**Problems to work on:**
1 > Answer these questions from the vagus nerve stimulation abstract:
(a) What university is the presenting author affiliated with?
(b) What share of epilepsy patients worldwide does drug-resistant epilepsy represent?
(c) What method does the abstract name as a well-established way of activating the locus coeruleus?
2 > Continue the vagus nerve stimulation abstract from where it stops.
***** Exercise text *****
Authors :
Presenting Author: Ana Marta Dias, MSc – Université Catholique de Louvain
Marie Dawant, MSc – Université Libre de Bruxelles
Venethia Danthine, MD – Université Catholique de Louvain
Inci Cakiroglu, MSc – Université Catholique de Louvain
Enrique Germany Morrison, PhD – Université catholique de Louvain
Antoine Nonclercq, PhD – Université Libre de Bruxelles
Riëm El Tahry, MD, PhD – Institute of Neurosciences, UCLouvain, Brussels, Belgium
Rationale:
Vagus nerve stimulation (VNS) has been established as a safe and effective therapy for drug-resistant epilepsy (DRE), which represents about one-third of the epilepsy patients worldwide. However, its underlying mechanisms of action are not yet fully understood and lack optimization. Recent evidence highlights modulation of the locus coeruleus (LC)-noradrenergic system as a key pathway supporting the antiepileptic effect of VNS (Surg Neurol Int. 2012;3:S255-9). Furthermore, LC activity influences pupil dilation response (PDR), the latter emerging as a potential biomarker for personalizing VNS. A well-established manner of activating the LC, thus evoking pupillary dilation, is the auditory oddball paradigm (Front Neurosci. 2016;10:43). This study aims at identifying early clinical biomarkers of VNS response using oddball-induced PDR.
***** Data extracts *****
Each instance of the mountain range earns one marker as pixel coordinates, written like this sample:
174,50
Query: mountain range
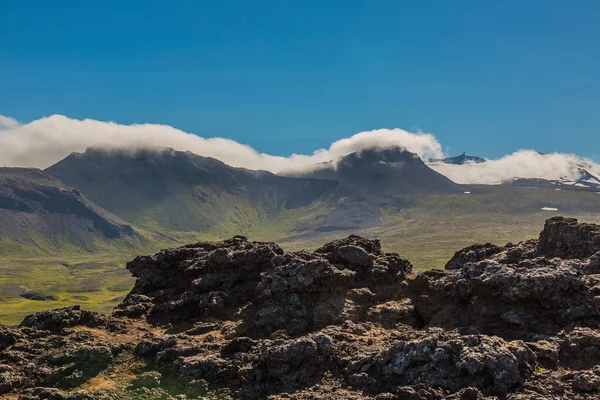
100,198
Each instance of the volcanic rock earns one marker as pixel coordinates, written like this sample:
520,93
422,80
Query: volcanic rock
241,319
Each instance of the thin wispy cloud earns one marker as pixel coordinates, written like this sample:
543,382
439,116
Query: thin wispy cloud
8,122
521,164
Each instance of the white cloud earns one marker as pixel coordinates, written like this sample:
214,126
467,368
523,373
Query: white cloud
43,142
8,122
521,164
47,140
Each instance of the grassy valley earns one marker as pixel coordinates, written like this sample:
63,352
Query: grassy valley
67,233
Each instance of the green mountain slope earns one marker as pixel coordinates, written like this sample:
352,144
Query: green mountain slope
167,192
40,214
*****
***** Data extracts *****
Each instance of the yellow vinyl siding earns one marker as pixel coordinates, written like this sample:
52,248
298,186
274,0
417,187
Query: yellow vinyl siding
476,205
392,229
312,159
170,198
*****
***** Data extracts *****
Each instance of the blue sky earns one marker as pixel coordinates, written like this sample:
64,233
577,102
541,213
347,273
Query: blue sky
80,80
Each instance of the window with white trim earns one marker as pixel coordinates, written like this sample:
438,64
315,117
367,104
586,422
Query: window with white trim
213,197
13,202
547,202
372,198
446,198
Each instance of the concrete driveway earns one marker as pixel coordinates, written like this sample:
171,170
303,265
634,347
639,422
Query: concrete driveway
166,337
*****
**Answers below:**
1 >
(a) Université Catholique de Louvain
(b) About one-third
(c) The auditory oddball paradigm

2 >
Methods:
Oddball-induced PDR recordings were longitudinally collected from five DRE patients receiving VNS: before implantation, at 3, and at 6 months post-VNS (only three patients reached the latter). VNS was turned off during post-VNS recordings. The auditory oddball task comprised a two-stimulus paradigm, with random target probability of 20%. The patients were asked to discriminate target sounds by actively clicking a button. Data was preprocessed by removing blink artifacts and by band-pass filtering within the frequency range of 0.025Hz - 0.75Hz. Then, epochs were segmented to include 0.5s before and 1.5s after the target stimuli, and further baseline corrected. Mean PDR, area under the curve (AUC), and peak dilation were computed as metrics characterizing PDR for the left eye (ipsilateral to the VNS). To assess PDR differences post-VNS compared to baseline, a Wilcoxon signed-rank test was computed. Finally, to assess these differences across response groups: responder (R, N = 2), non-responder (NR, N = 2), and partial responder (PR, N = 1), a Kruskal-Wallis test was applied to the PDR differences between visits. Both statistical tests were Bonferroni-corrected.Results:
Significantly increased oddball-induced PDR was observed at both 3 months (p = 0.002) and 6 months (p = 0.008) post-VNS compared to baseline (Figure 1). Among response groups, NRs showed the largest increase in PDR, with significant differences at 3 months (p = 0.005) and a trend toward significance at 6 months (p = 0.058) (Figure 2).
Conclusions:
These findings suggest that responders may exhibit a distinct functional state of the vagal afferent–LC-NE network. Individuals with reduced baseline LC-NE activity may represent a subgroup particularly responsive to neuromodulatory interventions targeting this system, such as VNS.
Funding:
This work was funded by Innoviris (Brussels Institute for Research and Innovation).